TASKS TO PERFORM –
1. According to the Catherine Opie essay, how old was Opie when she got her first camera?
2. Reproduce everything in the Catherine Opie essay from "The Dyke Deck doesn’t" down to "swim around this.".

EXCERPT TO READ –
--
I heard about Catherine Opie the way queers of my generation discover the history we’re living into: the internet. It was a reference on some blog to a mythical sounding thing called the Dyke Deck. As internet searches brought up more examples of the playful cards Opie created in 1995, I looked at the portraits of the ‘Butches’, the ‘Femmes’, the ‘Jocks’, and the ‘Couples’ and felt as though I was discovering a lost family album. Here was some archive a distant relative had made of people I’d never known but somehow recognized. It was a thread I didn’t know I was holding onto.

“Self-Portrait/Chopping, 2011” from the series “Zero to Something (New Zealand)” (2011). Courtesy Catherine Opie and Regen Projects, Los Angeles; Lehmann Maupin, New York/Hong Kong/Seoul/London; Thomas Dane Gallery, London and Naples; and Peder Lund, Oslo

The Dyke Deck doesn’t appear in Catherine Opie’s monograph, but in the interview at the back of the book the artist shares that her mother placed great importance on the family album in their home, constantly making home videos and snapping pictures. When Opie received her first camera at nine, she began to do this too. I can’t help but wonder if growing up in a household of family images, of documented memories, didn’t inform the way Opie relates to photography—the way she uses it to make viewers witness something, connect even. So much of the hope in Opie’s work seems to swim around this.
--
[Location identification items]

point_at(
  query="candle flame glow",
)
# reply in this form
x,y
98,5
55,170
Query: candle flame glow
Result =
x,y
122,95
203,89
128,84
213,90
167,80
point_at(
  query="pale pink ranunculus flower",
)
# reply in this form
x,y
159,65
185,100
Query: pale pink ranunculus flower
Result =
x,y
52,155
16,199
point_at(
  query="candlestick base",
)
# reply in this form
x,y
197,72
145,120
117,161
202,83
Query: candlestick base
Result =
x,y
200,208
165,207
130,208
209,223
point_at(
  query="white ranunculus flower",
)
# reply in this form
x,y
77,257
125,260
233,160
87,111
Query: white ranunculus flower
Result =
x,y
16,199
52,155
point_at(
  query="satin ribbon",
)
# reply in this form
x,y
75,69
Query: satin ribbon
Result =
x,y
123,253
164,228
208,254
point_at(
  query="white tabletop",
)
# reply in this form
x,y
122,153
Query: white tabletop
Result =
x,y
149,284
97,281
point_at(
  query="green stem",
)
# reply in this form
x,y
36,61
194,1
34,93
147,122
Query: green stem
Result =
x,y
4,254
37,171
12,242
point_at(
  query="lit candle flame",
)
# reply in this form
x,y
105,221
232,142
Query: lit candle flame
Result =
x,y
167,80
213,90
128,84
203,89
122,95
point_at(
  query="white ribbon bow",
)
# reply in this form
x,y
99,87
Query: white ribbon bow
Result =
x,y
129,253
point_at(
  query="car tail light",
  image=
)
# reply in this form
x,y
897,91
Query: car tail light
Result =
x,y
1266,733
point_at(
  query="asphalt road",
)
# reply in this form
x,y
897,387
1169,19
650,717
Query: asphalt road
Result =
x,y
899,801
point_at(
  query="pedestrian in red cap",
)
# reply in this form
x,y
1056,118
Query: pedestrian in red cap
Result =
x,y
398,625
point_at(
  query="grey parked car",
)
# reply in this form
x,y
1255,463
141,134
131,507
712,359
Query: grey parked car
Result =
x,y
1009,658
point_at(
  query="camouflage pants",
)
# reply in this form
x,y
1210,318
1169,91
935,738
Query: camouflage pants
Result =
--
ANSWERS –
1. Nine.

2.
The Dyke Deck doesn’t appear in Catherine Opie’s monograph, but in the interview at the back of the book the artist shares that her mother placed great importance on the family album in their home, constantly making home videos and snapping pictures. When Opie received her first camera at nine, she began to do this too. I can’t help but wonder if growing up in a household of family images, of documented memories, didn’t inform the way Opie relates to photography—the way she uses it to make viewers witness something, connect even. So much of the hope in Opie’s work seems to swim around this.